- TASK OBJECTIVE -
Recast the listing below as a Markdown table with the columns "Row" and "Line": number the rows in order, give each line of the listing in its own row, and leave out the blank lines and the pictures.

○ ○ ○

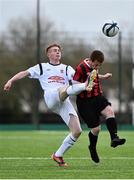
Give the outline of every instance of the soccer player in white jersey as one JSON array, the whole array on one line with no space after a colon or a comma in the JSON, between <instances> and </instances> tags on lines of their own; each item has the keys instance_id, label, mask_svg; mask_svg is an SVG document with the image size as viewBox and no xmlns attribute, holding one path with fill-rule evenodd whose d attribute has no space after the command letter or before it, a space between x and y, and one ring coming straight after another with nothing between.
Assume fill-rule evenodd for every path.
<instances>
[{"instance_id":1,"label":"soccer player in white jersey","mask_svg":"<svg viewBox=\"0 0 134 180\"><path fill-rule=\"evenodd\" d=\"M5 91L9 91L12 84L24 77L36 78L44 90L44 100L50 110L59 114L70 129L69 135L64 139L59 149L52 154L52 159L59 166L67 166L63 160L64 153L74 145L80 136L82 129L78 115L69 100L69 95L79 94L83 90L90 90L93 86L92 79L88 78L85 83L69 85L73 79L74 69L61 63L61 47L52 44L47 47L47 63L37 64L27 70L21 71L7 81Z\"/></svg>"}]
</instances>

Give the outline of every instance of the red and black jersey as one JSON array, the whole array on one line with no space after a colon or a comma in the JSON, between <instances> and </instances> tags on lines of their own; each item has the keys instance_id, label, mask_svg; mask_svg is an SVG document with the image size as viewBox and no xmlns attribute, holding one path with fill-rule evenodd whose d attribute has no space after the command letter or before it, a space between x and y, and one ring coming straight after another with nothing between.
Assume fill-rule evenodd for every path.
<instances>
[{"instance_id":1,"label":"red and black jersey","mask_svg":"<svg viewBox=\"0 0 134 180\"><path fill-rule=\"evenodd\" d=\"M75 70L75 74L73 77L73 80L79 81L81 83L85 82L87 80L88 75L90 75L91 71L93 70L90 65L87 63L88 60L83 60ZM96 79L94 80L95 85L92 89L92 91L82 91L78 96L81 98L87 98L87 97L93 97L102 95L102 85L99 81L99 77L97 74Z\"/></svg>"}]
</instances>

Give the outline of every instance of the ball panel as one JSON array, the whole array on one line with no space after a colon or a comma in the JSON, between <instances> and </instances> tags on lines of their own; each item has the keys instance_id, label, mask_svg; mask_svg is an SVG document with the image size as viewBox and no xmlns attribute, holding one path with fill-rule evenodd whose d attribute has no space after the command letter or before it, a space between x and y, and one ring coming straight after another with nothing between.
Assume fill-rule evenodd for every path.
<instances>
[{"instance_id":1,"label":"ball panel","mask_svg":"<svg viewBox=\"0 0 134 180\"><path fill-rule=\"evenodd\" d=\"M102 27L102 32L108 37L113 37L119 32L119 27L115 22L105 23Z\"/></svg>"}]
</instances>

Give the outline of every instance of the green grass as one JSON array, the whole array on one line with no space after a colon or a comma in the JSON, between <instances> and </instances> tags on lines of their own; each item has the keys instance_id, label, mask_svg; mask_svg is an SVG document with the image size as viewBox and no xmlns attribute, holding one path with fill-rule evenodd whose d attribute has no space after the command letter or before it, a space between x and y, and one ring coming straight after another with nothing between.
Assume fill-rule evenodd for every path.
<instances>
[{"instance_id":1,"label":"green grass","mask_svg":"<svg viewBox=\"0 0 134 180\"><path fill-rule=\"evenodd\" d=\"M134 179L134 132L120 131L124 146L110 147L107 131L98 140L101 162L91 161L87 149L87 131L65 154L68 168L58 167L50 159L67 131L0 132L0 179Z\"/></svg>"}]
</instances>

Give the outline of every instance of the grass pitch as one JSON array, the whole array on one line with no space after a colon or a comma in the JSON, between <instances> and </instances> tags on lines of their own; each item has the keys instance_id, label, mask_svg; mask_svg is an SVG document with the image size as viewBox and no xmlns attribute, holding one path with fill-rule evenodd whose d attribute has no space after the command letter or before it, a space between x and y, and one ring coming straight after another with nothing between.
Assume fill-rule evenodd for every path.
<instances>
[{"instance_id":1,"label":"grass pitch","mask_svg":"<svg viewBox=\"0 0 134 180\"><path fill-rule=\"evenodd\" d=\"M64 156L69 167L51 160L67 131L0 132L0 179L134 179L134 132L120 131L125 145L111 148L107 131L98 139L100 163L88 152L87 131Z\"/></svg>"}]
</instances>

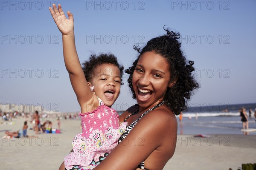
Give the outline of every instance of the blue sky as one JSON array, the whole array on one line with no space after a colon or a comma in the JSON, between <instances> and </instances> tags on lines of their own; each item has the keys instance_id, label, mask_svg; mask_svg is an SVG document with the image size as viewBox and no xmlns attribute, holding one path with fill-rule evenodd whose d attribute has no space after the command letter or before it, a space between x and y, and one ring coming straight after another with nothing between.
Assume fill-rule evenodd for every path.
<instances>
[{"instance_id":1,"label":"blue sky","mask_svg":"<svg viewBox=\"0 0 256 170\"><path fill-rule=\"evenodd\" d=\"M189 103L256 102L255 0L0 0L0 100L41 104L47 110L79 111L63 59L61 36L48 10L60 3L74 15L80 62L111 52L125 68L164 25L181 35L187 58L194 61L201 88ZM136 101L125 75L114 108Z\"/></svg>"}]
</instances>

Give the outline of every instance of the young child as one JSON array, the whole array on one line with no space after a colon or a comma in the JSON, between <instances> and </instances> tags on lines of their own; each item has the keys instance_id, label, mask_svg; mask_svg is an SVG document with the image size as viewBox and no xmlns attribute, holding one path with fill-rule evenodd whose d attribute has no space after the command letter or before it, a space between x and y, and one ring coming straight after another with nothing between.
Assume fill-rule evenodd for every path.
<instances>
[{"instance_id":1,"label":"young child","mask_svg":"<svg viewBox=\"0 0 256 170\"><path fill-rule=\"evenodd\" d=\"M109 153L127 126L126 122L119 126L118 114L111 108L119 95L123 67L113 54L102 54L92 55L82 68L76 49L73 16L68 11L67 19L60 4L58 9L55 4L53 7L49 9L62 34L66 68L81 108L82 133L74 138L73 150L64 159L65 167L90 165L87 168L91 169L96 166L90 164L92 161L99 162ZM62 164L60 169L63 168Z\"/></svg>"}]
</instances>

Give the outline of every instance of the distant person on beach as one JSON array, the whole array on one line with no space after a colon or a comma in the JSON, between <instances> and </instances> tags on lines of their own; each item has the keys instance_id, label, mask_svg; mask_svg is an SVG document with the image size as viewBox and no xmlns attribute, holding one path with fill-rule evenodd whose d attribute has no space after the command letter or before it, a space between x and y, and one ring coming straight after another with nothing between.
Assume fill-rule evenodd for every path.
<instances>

○ ○ ○

- ANSWER FOR THIS EXERCISE -
| Row | Line |
|---|---|
| 1 | Give the outline of every instance of the soccer player in white jersey as one JSON array, the whole array on one line with no space after a colon or a comma in the JSON, between <instances> and </instances> tags on lines of their own; each item has the keys instance_id, label, mask_svg; mask_svg is an SVG document with the image size as viewBox and no xmlns attribute, holding one path with fill-rule evenodd whose d attribute has no space after the command letter or before it, a space between x and y, and one ring coming straight after another with nothing between. |
| 2 | Assume fill-rule evenodd for every path. |
| 3 | <instances> |
| 4 | [{"instance_id":1,"label":"soccer player in white jersey","mask_svg":"<svg viewBox=\"0 0 134 180\"><path fill-rule=\"evenodd\" d=\"M5 91L9 91L12 84L24 77L36 78L44 90L44 100L50 110L59 114L70 129L69 135L64 139L59 149L52 154L52 159L59 166L67 166L63 160L64 153L74 145L80 136L82 129L78 115L69 100L69 95L79 94L83 90L90 90L93 86L92 79L88 78L85 83L69 85L73 79L74 69L61 63L61 47L52 44L47 47L47 63L37 64L27 70L21 71L7 81Z\"/></svg>"}] |
| 5 | </instances> |
| 6 | Give the outline of every instance of the red and black jersey as one JSON array, the whole array on one line with no space after a colon or a comma in the JSON, between <instances> and </instances> tags on lines of their own; each item has the keys instance_id, label, mask_svg; mask_svg is an SVG document with the image size as viewBox and no xmlns attribute, holding one path with fill-rule evenodd whose d attribute has no space after the command letter or before it, a space between x and y, and one ring coming straight after another with nothing between. |
| 7 | Assume fill-rule evenodd for every path. |
| 8 | <instances> |
| 9 | [{"instance_id":1,"label":"red and black jersey","mask_svg":"<svg viewBox=\"0 0 134 180\"><path fill-rule=\"evenodd\" d=\"M75 70L75 74L73 77L73 80L79 81L81 83L85 82L87 80L88 75L90 75L91 71L93 70L90 65L87 63L88 60L83 60ZM96 79L94 80L95 85L92 89L92 91L82 91L78 96L81 98L87 98L87 97L93 97L102 95L102 85L99 81L99 77L97 74Z\"/></svg>"}] |
| 10 | </instances> |
| 11 | Give the outline of every instance of the ball panel as one JSON array, the whole array on one line with no space after a colon or a comma in the JSON, between <instances> and </instances> tags on lines of their own; each item has the keys instance_id, label, mask_svg; mask_svg is an SVG document with the image size as viewBox and no xmlns attribute, holding one path with fill-rule evenodd whose d attribute has no space after the command letter or before it, a space between x and y, and one ring coming straight after another with nothing between. |
| 12 | Assume fill-rule evenodd for every path. |
| 13 | <instances> |
| 14 | [{"instance_id":1,"label":"ball panel","mask_svg":"<svg viewBox=\"0 0 134 180\"><path fill-rule=\"evenodd\" d=\"M102 27L102 32L108 37L113 37L119 32L119 27L115 22L105 23Z\"/></svg>"}] |
| 15 | </instances> |
| 16 | Give the outline of every instance of the green grass as one JSON array, the whole array on one line with no space after a colon or a comma in the JSON, between <instances> and </instances> tags on lines of their own; each item has the keys instance_id, label, mask_svg; mask_svg is an SVG document with the image size as viewBox and no xmlns attribute, holding one path with fill-rule evenodd whose d attribute has no space after the command letter or before it, a space between x and y, and one ring coming straight after another with nothing between. |
| 17 | Assume fill-rule evenodd for every path. |
| 18 | <instances> |
| 19 | [{"instance_id":1,"label":"green grass","mask_svg":"<svg viewBox=\"0 0 134 180\"><path fill-rule=\"evenodd\" d=\"M134 179L134 132L120 131L124 146L110 147L107 131L98 140L101 162L91 161L87 149L87 131L65 154L68 168L58 167L50 159L67 131L0 132L0 179Z\"/></svg>"}] |
| 20 | </instances> |
| 21 | Give the outline of every instance of the grass pitch as one JSON array, the whole array on one line with no space after a colon or a comma in the JSON, between <instances> and </instances> tags on lines of their own; each item has the keys instance_id, label, mask_svg; mask_svg is an SVG document with the image size as viewBox and no xmlns attribute, holding one path with fill-rule evenodd whose d attribute has no space after the command letter or before it, a space between x and y, and one ring coming straight after another with nothing between. |
| 22 | Assume fill-rule evenodd for every path. |
| 23 | <instances> |
| 24 | [{"instance_id":1,"label":"grass pitch","mask_svg":"<svg viewBox=\"0 0 134 180\"><path fill-rule=\"evenodd\" d=\"M64 156L69 167L51 160L67 131L0 132L0 179L134 179L134 132L120 131L125 145L111 148L107 131L98 139L100 163L88 152L87 131Z\"/></svg>"}] |
| 25 | </instances> |
| 26 | Give the outline of every instance of the blue sky as one JSON array, the whole array on one line with no space after a colon or a comma in the JSON, between <instances> and </instances> tags on lines of their own; each item has the keys instance_id, label, mask_svg; mask_svg is an SVG document with the image size as viewBox and no xmlns attribute, holding one path with fill-rule evenodd whose d attribute has no space after the command letter or before it, a space between x and y, and one ring coming straight after another with nothing between. |
| 27 | Assume fill-rule evenodd for every path. |
| 28 | <instances> |
| 29 | [{"instance_id":1,"label":"blue sky","mask_svg":"<svg viewBox=\"0 0 256 170\"><path fill-rule=\"evenodd\" d=\"M189 103L256 102L255 0L0 0L0 100L41 104L47 110L79 111L63 59L61 36L48 10L60 3L74 15L80 62L111 52L125 68L164 25L181 35L187 58L194 61L201 88ZM136 101L125 75L114 108Z\"/></svg>"}] |
| 30 | </instances> |
| 31 | Give the outline of every instance of the young child as one JSON array, the whole array on one line with no space after a colon or a comma in the JSON, between <instances> and </instances> tags on lines of their own; each item has the keys instance_id, label, mask_svg; mask_svg is an SVG document with the image size as viewBox and no xmlns attribute, holding one path with fill-rule evenodd whose d attribute has no space after the command letter or before it, a space between x and y, and one ring coming straight after another with nothing between. |
| 32 | Assume fill-rule evenodd for every path. |
| 33 | <instances> |
| 34 | [{"instance_id":1,"label":"young child","mask_svg":"<svg viewBox=\"0 0 256 170\"><path fill-rule=\"evenodd\" d=\"M109 153L127 126L126 122L119 126L118 114L111 108L119 95L123 67L113 54L102 54L92 55L82 68L76 49L73 16L68 11L67 19L60 4L58 9L55 4L53 7L49 9L62 34L66 68L81 108L82 133L74 138L73 150L64 159L65 167L90 165L87 168L91 169L96 166L90 164L92 161L99 162ZM62 164L60 169L63 168Z\"/></svg>"}] |
| 35 | </instances> |
| 36 | Give the outline of every instance of the distant person on beach as one JSON array, the whole array on one line with no space after a colon or a comma in the JSON, between <instances> and </instances> tags on lines of their own; each item has the keys instance_id, label, mask_svg; mask_svg is an SVG document with the image size as viewBox and no xmlns attribute, holding one path with fill-rule evenodd whose d attribute has no space after the command letter or before it, a space between x and y, and one ring coming straight after another with nothing between. |
| 37 | Assume fill-rule evenodd for every path. |
| 38 | <instances> |